• [What you have to do]:
Once you have read the listing below, output it again exactly.
───── Data records
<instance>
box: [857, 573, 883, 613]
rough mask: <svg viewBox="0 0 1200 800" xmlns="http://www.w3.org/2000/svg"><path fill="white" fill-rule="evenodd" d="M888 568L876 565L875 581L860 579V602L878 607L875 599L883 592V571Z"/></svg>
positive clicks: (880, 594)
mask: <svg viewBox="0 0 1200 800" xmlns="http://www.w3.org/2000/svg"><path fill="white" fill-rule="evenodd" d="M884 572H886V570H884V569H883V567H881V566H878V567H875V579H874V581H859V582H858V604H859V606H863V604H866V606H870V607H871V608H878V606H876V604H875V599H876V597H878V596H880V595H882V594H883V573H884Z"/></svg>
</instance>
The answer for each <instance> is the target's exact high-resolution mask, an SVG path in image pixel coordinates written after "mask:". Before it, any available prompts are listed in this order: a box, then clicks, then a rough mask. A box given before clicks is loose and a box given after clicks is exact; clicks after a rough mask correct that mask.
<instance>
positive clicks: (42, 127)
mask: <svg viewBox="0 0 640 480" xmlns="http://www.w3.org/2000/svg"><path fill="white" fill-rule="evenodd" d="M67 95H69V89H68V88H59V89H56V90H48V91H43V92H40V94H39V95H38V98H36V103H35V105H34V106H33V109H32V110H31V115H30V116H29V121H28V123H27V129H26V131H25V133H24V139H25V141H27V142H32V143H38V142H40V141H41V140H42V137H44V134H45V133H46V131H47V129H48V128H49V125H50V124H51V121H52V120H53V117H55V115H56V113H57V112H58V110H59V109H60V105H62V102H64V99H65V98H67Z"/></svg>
──────────
• [Answer section]:
<instance>
box: [857, 573, 883, 613]
rough mask: <svg viewBox="0 0 1200 800" xmlns="http://www.w3.org/2000/svg"><path fill="white" fill-rule="evenodd" d="M888 568L876 565L875 581L860 579V602L878 607L875 599L883 592V571Z"/></svg>
positive clicks: (880, 594)
mask: <svg viewBox="0 0 1200 800" xmlns="http://www.w3.org/2000/svg"><path fill="white" fill-rule="evenodd" d="M884 572H886V570H884V569H883V567H881V566H878V567H875V579H874V581H859V582H858V604H859V606H863V604H866V606H870V607H871V608H878V606H876V604H875V599H876V597H878V596H880V595H882V594H883V573H884Z"/></svg>
</instance>
The answer for each <instance> is the target's exact high-resolution mask, an SVG path in image pixel coordinates written after "mask:". Before it, any available prompts are listed in this order: a box, then clicks, then a rough mask. A box given before clicks is loose and a box given after clicks is exact; clicks after a rough mask correct that mask.
<instance>
positive clicks: (42, 127)
mask: <svg viewBox="0 0 640 480" xmlns="http://www.w3.org/2000/svg"><path fill="white" fill-rule="evenodd" d="M67 95H69V89H68V88H59V89H56V90H48V91H43V92H40V94H39V95H38V98H36V103H35V105H34V106H33V109H32V110H31V115H30V116H29V121H28V123H27V129H26V131H25V133H24V139H25V141H27V142H32V143H38V142H40V141H41V140H42V137H44V134H45V133H46V131H47V129H48V128H49V125H50V124H51V121H52V120H53V117H55V115H56V113H57V112H58V110H59V109H60V105H62V102H64V99H65V98H67Z"/></svg>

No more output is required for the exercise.